Solving the Circle City Con 5.0 regex crossword challenge (Part 1)

Circle City Con runs a CTF. This year, I was the first solve of the Regex Crossword.

Post challenge, I was encouraged to describe how I solved it.

But first, the challenge.

If you’ve never seen one before, this is an entirely opaque problem. It is a regex crossword. Many examples of this exist at https://regexcrossword.com. Of the categories listed on the site, this would be a double cross problem.

Solving a regex crossword is usually best done by working from the outsides in. The matches for a given space are going to be most constrained by the character classes and grouping near the outside of each regex. When hunting matches, it’s best to start with positive character classes. The top line, right regex,

(.CTF|C.TF|CT.F|CTF.).?[^flag]?(\(|\[|\{)[AEIOUY]

had a very strong match sequence, showing me that in the first line I would be finding the characters ‘C’, ‘T’, and ‘F’ in that order.  Further more, there would be one of the set ([{ followed by one of the set AEIOUY.  The CTF sequence would have to come before it, and there would be one other character inside that sequence.

A reminder, ? means zero or 1 of the preceding sequence.  This means the sequence .? is anything maybe.

A less commonly known operation is character set inversion.  The match [^flag] means anything that’s not the characters in the set flag.  The following ? means zero or one copies of it.

Combine the above sequence with my knowledge that the crossword puzzle is only 6 characters wide, and I have a greatly reduced search space.  .? and [^flag]? both drop out to zero instances of them and I’m left with matching

(.CTF|C.TF|CT.F|CTF.)(\(|\[|\{)[AEIOUY]

From that, one needs to start eliminating options, so start working through the column expressions in the same way.

I started from the left most column solves, looking for something that would constrain the CTF sequence.

.?(Lt2P|B0T|NuL|m0H)(P|o|p)+[^a-m,n-y,z](\\\|v|//)

[IN|CCC]?[^A-Z]+\w[p4SsW0RdHa5h]*.?

Well, that’s not helpful.  Both of these regex’s start with ? blocks that may or may not exist, and both could match C, or a wide variety of anything else.  Next!

[FL4IR]*(M|0|R|3)*([abcde])(1|3|5|7|9)\2

(L|4|V|A)*[FluBb3R]+\w[^aeiou]

Okay, here’s a more interesting case, but still difficult to deal with.  The leading match classes in both cases have the * (zero or more) operator applied to them.  The only fixed sequence in the first string is ([abcde])(1|3|5|7|9)\2 .  That is an interesting sequence however, as it uses back references.  I know that the first and third characters of that sequence will match.

● ● ● ● ●

* Brief *
Reproduce the stretch of the regex crossword write-up from "[IN|CCC]?[^A-Z]+\w[p4SsW0RdHa5h]*.?" through "anything else.  Next!". The rows have nothing to do with the regex crossword write-up.

● ● ● ● ●

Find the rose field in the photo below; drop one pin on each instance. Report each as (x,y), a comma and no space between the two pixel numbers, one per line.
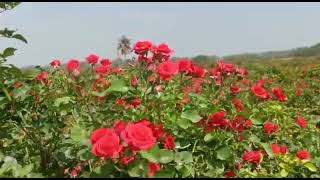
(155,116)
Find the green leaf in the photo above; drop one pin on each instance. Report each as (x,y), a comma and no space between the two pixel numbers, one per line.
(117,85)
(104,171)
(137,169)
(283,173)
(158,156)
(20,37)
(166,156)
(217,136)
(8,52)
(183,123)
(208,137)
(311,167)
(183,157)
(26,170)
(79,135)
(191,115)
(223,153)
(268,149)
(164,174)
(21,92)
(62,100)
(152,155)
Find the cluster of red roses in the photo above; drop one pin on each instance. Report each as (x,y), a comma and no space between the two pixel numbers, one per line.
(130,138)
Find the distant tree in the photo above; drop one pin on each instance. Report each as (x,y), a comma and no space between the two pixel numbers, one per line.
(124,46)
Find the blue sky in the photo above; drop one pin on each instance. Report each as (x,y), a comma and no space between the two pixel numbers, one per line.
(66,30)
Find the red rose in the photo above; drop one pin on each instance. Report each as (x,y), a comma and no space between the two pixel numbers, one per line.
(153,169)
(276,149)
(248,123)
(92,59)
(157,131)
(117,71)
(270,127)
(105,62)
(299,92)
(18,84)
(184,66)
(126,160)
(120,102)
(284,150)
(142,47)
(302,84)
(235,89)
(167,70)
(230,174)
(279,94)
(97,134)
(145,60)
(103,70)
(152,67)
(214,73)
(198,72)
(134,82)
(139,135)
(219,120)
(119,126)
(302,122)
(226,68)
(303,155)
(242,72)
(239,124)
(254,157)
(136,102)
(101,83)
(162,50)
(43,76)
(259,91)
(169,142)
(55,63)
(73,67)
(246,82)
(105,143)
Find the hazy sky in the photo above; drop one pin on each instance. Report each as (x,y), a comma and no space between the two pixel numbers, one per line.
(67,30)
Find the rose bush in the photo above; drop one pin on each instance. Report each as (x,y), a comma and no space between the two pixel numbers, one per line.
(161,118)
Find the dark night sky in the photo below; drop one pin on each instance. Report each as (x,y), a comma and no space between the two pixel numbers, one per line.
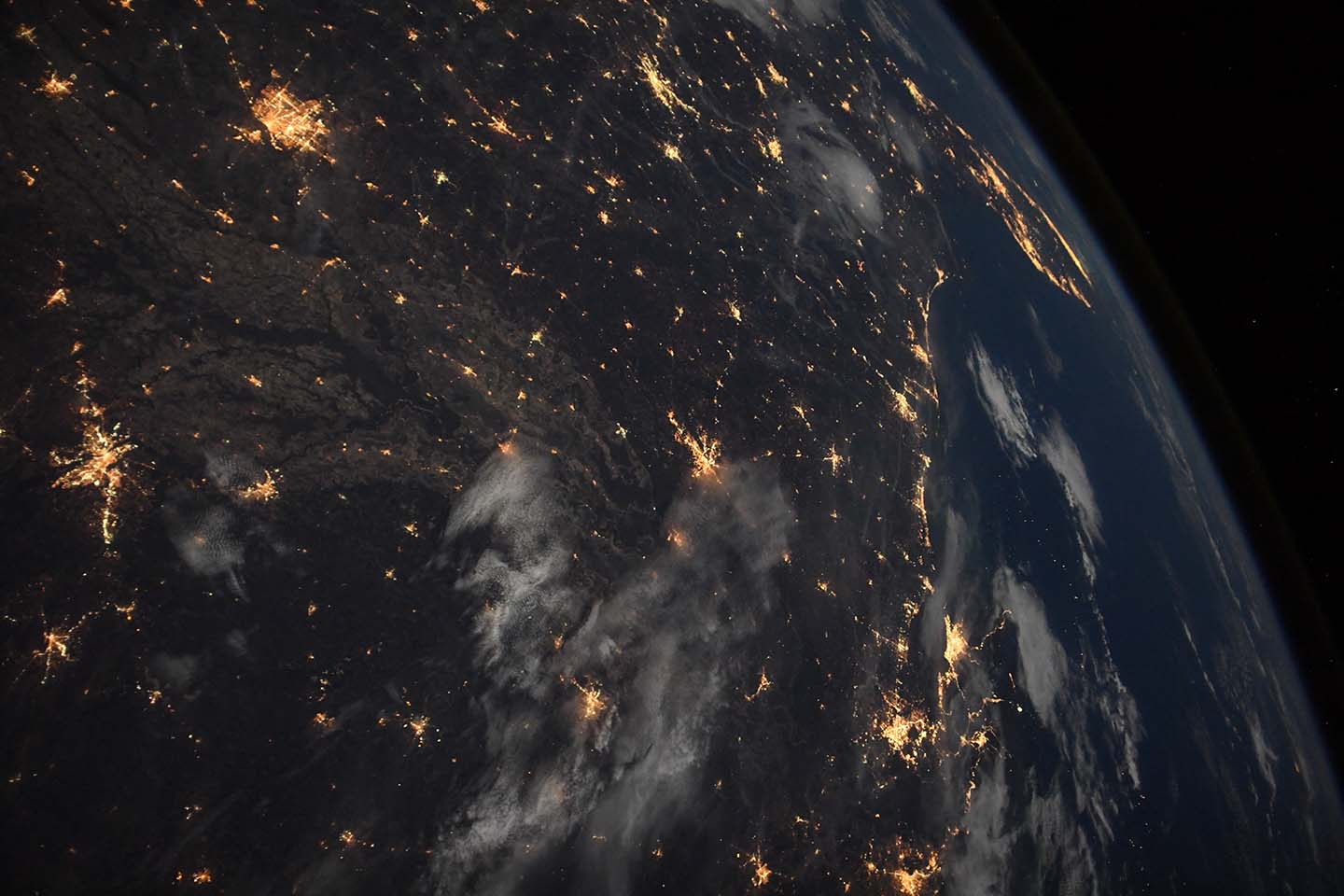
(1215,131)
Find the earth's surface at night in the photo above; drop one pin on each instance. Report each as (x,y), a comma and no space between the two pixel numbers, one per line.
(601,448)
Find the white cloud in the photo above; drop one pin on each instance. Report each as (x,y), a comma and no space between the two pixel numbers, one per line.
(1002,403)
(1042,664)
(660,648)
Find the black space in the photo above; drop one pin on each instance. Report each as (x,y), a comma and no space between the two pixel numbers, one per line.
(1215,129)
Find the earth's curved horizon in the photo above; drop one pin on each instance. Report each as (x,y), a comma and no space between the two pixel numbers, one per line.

● ● ● ● ●

* Solution to this exercise *
[IN|CCC]?[^A-Z]+\w[p4SsW0RdHa5h]*.?

Well, that’s not helpful.  Both of these regex’s start with ? blocks that may or may not exist, and both could match C, or a wide variety of anything else.  Next!